--- start ---

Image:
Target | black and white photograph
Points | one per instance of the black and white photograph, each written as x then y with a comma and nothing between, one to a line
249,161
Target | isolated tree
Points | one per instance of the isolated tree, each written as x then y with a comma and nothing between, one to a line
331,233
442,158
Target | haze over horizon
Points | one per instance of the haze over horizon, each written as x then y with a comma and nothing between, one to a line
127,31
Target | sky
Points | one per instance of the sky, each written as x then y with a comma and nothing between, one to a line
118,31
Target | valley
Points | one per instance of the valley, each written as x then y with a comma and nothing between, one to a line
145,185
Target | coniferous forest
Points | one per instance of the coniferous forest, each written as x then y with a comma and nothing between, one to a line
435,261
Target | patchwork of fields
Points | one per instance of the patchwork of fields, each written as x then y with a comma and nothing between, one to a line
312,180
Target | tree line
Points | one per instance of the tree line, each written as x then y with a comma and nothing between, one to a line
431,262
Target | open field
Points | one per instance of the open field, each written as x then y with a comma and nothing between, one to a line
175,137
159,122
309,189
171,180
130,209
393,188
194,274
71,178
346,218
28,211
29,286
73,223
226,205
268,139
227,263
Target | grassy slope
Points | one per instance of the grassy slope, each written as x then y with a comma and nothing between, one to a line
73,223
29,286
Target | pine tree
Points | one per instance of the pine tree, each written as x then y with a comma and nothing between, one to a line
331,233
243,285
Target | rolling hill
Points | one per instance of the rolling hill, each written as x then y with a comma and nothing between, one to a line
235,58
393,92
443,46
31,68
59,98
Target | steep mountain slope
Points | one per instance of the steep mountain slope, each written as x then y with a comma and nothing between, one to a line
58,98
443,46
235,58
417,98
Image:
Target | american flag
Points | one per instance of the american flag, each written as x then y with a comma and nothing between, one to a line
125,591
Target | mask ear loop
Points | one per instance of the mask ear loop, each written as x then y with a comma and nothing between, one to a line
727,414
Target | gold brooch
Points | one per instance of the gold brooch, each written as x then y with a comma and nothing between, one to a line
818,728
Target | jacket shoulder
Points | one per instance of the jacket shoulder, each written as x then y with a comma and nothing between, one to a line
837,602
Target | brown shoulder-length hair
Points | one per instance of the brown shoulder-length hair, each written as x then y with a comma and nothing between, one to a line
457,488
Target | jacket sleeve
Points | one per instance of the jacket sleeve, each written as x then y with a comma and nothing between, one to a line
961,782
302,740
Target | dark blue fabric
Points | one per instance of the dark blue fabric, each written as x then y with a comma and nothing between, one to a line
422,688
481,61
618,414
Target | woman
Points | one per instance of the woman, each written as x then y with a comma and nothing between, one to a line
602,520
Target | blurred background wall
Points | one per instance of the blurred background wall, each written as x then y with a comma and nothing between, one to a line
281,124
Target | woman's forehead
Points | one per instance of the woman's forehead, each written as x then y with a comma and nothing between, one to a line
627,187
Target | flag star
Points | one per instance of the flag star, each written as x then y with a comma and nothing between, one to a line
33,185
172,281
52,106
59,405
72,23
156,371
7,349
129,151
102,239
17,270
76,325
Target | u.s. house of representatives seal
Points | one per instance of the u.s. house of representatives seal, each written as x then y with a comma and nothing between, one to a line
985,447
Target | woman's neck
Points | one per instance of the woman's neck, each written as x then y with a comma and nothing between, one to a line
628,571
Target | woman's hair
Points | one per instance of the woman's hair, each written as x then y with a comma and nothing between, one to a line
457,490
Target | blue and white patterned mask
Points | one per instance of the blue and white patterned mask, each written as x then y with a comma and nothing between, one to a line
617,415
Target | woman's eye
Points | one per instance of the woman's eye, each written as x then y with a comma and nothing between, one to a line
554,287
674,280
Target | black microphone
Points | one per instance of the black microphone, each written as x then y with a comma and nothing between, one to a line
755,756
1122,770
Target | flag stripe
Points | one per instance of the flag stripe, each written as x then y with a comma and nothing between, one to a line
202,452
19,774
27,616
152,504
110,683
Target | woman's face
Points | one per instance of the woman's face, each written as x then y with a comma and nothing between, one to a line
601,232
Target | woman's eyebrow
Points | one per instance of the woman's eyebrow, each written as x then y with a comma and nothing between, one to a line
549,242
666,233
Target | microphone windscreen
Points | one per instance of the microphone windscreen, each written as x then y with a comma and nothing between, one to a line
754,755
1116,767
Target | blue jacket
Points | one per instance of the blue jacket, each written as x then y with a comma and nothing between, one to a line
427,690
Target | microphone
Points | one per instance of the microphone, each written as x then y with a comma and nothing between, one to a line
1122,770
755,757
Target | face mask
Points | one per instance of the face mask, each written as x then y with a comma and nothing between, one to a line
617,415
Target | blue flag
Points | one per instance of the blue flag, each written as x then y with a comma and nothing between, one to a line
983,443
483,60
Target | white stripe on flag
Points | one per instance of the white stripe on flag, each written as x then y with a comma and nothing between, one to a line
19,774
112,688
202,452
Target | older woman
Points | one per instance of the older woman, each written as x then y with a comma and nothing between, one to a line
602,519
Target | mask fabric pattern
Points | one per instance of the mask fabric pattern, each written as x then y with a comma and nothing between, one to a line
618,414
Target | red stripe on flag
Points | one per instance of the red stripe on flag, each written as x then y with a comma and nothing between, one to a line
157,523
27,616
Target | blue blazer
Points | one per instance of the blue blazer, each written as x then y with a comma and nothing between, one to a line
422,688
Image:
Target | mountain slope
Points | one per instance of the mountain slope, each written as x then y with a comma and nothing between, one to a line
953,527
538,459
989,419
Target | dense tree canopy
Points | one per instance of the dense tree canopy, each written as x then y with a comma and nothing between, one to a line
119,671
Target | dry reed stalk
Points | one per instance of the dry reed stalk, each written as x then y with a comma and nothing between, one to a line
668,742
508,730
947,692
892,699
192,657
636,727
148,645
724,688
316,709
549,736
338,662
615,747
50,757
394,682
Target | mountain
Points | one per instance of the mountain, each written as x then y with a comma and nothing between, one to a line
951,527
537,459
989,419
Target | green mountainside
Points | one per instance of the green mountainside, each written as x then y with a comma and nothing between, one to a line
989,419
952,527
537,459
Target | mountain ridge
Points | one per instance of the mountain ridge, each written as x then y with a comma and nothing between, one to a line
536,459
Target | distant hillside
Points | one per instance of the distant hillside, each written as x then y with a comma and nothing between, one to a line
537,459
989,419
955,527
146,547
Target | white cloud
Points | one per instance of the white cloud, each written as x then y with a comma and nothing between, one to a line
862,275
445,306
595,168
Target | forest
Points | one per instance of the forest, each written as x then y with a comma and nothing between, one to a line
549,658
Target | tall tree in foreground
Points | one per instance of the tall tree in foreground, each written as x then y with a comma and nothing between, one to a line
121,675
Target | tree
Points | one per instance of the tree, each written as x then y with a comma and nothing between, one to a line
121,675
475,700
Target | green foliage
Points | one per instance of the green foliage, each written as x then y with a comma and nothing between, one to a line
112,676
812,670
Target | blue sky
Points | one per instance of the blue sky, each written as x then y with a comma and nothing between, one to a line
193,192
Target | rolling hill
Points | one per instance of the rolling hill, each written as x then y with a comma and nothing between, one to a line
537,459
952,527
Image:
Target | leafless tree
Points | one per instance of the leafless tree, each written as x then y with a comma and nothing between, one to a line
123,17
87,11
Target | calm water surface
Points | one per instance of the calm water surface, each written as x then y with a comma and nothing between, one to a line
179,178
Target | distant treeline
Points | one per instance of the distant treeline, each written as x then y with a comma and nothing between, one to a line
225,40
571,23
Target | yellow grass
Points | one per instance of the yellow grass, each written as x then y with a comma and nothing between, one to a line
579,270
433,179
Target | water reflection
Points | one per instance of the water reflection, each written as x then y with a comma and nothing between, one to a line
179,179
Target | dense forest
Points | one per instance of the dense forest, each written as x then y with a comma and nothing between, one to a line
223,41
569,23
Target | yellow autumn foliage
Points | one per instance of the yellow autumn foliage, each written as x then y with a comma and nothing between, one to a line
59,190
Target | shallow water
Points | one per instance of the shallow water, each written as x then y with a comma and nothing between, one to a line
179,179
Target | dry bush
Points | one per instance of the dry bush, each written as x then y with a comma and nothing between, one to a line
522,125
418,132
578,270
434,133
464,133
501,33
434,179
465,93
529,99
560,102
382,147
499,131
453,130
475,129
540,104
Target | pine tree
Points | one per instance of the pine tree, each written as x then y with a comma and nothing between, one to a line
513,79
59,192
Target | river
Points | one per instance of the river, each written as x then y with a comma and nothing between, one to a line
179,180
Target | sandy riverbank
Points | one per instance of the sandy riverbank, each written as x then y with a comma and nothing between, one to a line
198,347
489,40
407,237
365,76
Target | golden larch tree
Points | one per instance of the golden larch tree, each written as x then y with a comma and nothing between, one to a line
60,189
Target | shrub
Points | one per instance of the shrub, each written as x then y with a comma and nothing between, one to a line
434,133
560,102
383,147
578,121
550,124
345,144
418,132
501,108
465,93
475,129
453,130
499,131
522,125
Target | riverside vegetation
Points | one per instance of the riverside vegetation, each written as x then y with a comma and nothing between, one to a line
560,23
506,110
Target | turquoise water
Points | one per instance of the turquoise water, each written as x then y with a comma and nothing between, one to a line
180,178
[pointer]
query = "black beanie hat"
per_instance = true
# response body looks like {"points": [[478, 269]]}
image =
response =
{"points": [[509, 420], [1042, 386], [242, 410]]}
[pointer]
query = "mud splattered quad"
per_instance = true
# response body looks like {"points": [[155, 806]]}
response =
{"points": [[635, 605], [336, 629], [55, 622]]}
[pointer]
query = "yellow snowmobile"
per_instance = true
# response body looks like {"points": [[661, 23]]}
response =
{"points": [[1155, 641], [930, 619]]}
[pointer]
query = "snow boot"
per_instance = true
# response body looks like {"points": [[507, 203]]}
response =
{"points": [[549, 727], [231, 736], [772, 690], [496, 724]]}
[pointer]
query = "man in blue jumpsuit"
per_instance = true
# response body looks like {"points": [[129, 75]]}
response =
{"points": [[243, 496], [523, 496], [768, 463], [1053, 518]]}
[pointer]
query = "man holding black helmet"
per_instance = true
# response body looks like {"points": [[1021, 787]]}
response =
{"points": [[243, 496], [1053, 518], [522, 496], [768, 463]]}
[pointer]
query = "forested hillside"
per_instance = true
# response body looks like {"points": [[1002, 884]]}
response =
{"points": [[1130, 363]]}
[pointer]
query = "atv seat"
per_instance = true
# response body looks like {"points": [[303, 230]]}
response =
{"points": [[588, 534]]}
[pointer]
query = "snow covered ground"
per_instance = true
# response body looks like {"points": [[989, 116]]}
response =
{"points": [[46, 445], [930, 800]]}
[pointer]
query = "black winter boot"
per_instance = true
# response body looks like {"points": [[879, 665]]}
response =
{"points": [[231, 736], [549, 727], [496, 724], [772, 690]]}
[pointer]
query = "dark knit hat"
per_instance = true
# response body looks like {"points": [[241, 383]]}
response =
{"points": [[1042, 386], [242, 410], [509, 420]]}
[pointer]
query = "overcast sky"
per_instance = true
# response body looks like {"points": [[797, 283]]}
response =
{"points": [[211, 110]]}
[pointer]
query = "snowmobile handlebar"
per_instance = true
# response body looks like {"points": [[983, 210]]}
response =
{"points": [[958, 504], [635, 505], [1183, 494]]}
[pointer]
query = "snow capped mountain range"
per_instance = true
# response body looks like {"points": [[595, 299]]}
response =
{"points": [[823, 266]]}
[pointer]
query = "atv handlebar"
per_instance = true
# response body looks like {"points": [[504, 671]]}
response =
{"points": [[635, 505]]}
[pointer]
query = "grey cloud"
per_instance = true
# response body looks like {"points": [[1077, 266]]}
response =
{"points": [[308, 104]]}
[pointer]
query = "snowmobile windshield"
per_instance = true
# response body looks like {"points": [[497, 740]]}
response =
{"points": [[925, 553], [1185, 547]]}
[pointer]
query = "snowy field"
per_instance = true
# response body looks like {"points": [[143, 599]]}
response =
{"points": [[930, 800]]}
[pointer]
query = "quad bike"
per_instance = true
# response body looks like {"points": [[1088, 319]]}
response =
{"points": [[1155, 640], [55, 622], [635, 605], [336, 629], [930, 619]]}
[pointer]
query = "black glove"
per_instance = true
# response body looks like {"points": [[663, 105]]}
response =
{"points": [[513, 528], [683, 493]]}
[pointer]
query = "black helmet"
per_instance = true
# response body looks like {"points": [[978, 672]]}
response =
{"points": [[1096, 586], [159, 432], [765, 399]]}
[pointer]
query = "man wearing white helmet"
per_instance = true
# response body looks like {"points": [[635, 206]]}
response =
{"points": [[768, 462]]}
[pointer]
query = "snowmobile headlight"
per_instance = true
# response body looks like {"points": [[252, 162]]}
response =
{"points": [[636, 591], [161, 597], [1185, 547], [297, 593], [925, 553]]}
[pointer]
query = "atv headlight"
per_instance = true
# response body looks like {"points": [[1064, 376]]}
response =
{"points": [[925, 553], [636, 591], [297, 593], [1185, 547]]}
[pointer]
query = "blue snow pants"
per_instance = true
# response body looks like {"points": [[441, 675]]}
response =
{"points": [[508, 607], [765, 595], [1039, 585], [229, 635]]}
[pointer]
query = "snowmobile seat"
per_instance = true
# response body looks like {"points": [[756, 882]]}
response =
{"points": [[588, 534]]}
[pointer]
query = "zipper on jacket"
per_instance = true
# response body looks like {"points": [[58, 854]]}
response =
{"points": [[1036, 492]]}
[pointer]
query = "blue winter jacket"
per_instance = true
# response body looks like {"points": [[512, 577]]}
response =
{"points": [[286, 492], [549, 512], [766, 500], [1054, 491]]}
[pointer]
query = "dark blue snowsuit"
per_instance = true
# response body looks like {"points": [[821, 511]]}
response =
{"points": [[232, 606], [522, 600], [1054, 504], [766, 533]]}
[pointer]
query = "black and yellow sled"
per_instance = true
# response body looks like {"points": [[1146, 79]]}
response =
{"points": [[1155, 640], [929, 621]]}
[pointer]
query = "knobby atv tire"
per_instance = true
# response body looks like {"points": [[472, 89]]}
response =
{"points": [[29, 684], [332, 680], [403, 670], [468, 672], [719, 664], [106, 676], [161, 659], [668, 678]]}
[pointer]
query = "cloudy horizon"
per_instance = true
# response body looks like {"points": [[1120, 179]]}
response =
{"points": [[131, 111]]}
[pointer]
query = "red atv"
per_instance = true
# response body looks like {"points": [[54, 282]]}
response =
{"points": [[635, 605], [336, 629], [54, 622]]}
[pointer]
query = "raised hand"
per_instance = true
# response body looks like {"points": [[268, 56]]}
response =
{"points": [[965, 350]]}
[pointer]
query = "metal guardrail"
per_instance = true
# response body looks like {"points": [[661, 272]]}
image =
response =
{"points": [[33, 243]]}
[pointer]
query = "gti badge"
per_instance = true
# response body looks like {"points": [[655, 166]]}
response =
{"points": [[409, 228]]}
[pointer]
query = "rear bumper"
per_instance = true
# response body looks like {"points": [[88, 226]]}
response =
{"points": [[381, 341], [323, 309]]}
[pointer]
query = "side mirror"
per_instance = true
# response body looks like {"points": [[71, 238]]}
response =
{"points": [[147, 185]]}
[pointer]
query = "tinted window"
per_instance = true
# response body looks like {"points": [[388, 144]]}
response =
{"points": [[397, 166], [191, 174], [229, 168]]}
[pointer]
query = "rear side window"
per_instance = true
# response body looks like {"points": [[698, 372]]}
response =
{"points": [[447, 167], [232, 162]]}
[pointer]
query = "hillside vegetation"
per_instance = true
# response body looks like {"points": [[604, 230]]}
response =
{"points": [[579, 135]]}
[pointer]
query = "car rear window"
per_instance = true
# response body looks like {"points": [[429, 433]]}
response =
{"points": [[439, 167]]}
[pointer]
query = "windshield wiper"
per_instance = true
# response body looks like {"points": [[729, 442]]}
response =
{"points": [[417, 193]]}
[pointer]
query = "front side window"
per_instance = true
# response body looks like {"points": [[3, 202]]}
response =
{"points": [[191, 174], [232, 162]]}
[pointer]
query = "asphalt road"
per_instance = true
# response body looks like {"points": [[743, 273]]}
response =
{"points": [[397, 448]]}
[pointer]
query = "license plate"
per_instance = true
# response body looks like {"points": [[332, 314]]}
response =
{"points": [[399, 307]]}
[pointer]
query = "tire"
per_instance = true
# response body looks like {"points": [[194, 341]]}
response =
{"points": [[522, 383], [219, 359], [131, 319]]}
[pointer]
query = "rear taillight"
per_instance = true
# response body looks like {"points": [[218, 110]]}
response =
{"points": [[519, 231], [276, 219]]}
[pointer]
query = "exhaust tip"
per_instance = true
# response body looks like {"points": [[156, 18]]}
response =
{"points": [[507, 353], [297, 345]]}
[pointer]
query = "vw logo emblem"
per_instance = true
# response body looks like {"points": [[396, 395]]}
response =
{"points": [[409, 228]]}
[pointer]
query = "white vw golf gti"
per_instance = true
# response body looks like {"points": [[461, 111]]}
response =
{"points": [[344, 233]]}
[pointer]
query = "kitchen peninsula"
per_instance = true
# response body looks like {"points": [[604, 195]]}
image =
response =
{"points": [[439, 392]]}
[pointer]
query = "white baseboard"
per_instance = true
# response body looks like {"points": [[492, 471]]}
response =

--- end ---

Count the lines in the listing that contain the string "wall" and give only that number.

2